## Exercise text
────────
CPG Groups in Prostate cancer: Easy reference
Cambridge Prognostic Groups
CPG 1–5 at a glance
A fast-reference guide for busy clinicians — risk stratification, staging patterns, and treatment intent for localised prostate cancer
CPG 2 — Intermediate favourable
CPG 3 — Intermediate unfavourable
CPG 4 — High risk
CPG 5 — Very high risk
Group-by-group breakdown
Low risk
Gleason 3+3 (ISUP grade 1) · PSA <10 · T1–T2a · limited cores positive
Active surveillance or radical
ISUP 1
PSA <10 ng/mL
T1–T2a
≤50% cores positive
All features must be low-risk; a single unfavourable feature may upstage to CPG 2.
Active surveillance is preferred for eligible patients meeting NICE/local AS criteria.
Radical prostatectomy or radiotherapy (EBRT or brachytherapy) if patient preference, rapid PSA kinetics, or high-volume disease within CPG 1.
────────
## Listed entries

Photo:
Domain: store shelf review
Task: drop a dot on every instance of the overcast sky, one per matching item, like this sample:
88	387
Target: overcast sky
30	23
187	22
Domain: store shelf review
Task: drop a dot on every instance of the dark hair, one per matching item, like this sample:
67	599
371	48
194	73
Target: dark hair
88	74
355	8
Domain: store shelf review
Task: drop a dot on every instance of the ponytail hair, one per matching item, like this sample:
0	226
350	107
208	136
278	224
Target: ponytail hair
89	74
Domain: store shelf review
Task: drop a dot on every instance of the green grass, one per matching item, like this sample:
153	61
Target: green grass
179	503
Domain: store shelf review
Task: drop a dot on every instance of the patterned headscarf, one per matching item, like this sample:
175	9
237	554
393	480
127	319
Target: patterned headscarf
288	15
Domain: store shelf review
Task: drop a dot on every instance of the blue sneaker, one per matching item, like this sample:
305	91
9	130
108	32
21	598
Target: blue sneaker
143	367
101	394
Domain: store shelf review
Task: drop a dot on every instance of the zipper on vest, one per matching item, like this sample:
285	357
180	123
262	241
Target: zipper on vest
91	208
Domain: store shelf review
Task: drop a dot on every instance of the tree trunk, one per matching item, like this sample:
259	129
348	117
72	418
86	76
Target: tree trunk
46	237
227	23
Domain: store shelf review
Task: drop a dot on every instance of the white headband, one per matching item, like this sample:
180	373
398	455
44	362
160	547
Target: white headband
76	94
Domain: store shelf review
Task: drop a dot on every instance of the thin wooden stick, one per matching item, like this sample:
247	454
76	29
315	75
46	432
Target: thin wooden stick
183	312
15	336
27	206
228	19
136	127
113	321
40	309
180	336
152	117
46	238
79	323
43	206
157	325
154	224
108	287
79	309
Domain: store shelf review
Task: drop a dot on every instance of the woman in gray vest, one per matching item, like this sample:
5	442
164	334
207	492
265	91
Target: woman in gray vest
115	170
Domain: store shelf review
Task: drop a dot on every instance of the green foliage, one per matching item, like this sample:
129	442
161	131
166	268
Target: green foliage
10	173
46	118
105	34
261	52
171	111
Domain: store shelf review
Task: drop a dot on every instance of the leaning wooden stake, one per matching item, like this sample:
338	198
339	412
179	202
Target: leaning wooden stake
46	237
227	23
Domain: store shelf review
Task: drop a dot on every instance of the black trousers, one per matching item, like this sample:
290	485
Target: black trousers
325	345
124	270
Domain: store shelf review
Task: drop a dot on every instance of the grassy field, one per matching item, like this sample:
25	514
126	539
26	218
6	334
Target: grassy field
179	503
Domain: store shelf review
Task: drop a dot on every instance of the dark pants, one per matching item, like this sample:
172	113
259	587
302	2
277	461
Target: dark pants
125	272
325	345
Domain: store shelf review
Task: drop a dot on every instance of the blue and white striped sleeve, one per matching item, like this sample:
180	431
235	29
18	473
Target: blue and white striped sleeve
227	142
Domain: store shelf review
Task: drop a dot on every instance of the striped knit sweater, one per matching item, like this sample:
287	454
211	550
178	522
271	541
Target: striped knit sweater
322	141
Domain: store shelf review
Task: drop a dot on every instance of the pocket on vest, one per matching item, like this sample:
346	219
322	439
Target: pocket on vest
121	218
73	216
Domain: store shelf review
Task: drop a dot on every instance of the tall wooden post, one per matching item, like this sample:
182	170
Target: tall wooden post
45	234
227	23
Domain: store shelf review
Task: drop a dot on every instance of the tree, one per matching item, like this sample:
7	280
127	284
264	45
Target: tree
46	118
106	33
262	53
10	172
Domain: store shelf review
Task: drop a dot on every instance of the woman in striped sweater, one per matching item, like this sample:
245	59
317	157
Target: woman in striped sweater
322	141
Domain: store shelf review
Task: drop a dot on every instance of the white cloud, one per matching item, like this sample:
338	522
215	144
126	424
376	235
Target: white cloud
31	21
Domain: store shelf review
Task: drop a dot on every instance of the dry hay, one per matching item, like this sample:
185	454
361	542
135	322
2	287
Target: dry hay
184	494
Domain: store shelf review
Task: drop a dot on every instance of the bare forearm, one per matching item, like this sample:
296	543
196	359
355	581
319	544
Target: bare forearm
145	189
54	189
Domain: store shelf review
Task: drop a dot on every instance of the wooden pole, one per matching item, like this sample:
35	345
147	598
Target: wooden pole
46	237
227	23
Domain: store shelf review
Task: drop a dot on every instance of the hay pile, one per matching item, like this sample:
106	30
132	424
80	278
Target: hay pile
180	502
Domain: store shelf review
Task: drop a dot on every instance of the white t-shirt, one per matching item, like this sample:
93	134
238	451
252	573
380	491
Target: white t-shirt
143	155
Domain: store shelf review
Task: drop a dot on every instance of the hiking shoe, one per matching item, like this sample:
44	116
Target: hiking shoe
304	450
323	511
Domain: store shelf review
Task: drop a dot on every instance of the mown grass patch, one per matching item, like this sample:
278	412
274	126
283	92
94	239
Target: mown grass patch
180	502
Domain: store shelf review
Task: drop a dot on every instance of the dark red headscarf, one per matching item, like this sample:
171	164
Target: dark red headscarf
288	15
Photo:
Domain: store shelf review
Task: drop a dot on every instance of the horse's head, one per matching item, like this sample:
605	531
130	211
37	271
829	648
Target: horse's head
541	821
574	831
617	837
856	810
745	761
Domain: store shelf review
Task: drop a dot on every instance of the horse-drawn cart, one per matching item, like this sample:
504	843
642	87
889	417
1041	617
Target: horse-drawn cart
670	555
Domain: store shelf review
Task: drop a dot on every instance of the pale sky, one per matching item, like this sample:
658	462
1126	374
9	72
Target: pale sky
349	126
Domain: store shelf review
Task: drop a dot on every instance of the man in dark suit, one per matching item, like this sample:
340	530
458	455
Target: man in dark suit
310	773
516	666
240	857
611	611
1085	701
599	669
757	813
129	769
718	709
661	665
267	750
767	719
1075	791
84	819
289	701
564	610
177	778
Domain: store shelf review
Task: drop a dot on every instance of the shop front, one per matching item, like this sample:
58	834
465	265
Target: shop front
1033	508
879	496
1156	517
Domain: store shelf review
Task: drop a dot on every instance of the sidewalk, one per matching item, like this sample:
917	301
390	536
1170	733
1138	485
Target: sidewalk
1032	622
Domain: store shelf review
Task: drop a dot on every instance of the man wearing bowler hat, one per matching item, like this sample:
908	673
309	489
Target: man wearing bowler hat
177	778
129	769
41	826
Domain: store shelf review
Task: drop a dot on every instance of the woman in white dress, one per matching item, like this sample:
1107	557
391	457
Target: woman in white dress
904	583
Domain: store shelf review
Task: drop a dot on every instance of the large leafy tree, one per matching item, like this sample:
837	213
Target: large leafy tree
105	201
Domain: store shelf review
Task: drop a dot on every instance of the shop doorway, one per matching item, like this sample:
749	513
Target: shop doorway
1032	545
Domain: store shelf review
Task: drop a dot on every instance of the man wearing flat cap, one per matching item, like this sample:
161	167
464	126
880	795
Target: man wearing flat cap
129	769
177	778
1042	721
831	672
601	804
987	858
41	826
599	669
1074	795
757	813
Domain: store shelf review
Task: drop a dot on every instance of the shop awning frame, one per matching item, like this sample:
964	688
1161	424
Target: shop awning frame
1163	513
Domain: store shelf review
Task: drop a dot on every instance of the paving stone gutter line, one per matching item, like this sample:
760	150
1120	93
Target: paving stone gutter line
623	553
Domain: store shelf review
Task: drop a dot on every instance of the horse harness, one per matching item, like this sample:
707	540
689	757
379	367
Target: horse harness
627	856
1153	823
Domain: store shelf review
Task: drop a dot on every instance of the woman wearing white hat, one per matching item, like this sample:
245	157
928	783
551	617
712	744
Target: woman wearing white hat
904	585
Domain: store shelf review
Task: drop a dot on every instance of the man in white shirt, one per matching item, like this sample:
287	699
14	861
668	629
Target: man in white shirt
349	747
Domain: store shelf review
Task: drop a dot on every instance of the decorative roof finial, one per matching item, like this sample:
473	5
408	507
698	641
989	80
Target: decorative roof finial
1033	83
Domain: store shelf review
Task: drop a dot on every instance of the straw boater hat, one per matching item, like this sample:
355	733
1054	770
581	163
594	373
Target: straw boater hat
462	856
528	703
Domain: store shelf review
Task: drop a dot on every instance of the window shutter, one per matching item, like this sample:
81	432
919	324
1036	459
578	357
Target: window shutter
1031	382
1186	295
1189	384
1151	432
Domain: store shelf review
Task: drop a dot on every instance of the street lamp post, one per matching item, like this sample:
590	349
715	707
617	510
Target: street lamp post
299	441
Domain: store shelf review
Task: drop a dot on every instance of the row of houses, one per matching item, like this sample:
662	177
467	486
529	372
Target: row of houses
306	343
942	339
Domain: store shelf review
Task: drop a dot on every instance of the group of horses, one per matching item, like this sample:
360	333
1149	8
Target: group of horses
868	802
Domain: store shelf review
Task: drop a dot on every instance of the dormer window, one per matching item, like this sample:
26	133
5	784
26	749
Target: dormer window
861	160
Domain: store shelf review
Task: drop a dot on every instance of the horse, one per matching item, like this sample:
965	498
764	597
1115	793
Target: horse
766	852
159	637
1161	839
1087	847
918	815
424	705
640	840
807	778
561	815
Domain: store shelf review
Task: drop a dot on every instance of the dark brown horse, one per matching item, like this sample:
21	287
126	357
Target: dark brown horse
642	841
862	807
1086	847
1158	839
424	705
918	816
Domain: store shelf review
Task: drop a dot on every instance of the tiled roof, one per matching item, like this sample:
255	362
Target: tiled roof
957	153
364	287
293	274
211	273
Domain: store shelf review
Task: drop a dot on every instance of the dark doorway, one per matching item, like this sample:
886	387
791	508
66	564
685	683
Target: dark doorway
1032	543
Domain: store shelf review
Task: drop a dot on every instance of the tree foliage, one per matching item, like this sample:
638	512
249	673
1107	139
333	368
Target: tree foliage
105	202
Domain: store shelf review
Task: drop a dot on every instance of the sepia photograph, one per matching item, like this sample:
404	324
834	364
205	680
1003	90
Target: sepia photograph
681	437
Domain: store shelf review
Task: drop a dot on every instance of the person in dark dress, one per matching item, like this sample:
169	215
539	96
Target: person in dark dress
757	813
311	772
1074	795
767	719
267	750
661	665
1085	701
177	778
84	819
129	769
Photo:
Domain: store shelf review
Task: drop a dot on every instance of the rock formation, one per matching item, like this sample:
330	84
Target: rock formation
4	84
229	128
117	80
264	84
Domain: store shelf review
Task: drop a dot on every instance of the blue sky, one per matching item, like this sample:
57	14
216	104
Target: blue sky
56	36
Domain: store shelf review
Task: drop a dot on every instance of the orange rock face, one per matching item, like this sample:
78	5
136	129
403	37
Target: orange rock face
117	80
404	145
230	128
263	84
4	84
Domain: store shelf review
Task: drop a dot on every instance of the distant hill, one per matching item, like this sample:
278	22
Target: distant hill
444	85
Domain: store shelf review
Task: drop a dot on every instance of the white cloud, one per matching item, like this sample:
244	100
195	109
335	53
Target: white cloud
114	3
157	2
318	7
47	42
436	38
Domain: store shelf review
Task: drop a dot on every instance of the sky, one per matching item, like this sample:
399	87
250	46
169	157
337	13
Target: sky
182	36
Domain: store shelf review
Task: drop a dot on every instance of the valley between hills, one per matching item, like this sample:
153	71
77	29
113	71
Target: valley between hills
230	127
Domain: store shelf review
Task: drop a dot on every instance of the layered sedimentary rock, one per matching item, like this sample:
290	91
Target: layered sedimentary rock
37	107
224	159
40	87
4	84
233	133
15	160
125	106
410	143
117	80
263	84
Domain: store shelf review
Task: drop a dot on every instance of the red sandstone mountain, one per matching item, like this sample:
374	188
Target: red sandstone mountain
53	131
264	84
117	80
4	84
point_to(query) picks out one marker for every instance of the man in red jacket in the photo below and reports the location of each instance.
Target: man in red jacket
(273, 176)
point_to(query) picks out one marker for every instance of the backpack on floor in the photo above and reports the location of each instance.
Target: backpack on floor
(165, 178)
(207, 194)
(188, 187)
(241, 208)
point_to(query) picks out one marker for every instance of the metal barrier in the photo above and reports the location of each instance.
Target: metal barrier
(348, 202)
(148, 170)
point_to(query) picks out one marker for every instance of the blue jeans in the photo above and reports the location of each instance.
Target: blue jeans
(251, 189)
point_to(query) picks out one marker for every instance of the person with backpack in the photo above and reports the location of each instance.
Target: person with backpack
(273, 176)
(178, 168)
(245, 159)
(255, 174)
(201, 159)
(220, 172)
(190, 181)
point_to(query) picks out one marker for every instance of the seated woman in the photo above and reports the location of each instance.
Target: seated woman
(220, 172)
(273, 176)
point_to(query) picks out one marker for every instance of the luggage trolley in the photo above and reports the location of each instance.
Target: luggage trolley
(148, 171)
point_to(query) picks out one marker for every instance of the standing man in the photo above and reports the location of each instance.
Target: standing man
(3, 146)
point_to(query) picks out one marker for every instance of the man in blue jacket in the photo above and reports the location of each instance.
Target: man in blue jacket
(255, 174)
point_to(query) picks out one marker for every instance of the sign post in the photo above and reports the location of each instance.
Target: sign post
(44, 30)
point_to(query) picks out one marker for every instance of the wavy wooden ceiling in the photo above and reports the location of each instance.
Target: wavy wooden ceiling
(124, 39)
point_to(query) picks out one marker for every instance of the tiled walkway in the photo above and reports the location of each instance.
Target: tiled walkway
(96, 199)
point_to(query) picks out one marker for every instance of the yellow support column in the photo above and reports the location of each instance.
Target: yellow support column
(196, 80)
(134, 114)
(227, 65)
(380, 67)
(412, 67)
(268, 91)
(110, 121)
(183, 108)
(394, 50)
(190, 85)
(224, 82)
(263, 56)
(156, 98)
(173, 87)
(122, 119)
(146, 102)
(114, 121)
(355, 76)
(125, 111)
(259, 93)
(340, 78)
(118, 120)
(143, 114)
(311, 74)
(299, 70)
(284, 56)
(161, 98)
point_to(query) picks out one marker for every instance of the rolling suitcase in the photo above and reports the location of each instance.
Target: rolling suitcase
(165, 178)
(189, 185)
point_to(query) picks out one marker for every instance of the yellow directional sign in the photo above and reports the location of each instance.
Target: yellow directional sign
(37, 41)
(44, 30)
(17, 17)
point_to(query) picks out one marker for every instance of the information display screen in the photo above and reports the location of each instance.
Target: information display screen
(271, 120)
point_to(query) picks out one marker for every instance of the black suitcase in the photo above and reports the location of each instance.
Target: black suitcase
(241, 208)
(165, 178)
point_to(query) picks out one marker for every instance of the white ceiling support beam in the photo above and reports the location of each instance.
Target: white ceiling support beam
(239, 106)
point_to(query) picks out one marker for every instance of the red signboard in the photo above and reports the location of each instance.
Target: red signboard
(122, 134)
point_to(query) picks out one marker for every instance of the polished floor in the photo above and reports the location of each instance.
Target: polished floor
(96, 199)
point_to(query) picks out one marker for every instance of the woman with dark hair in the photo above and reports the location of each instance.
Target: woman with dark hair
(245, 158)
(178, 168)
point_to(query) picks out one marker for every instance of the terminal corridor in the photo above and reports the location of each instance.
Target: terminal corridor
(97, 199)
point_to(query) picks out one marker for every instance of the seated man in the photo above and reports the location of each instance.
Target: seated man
────────
## Activity
Rewrite the prostate cancer reference starting at "Active surveillance is" and ending at "within CPG 1.", swapping "preferred" for "recommended".

## Solution to the exercise
Active surveillance is recommended for eligible patients meeting NICE/local AS criteria.
Radical prostatectomy or radiotherapy (EBRT or brachytherapy) if patient preference, rapid PSA kinetics, or high-volume disease within CPG 1.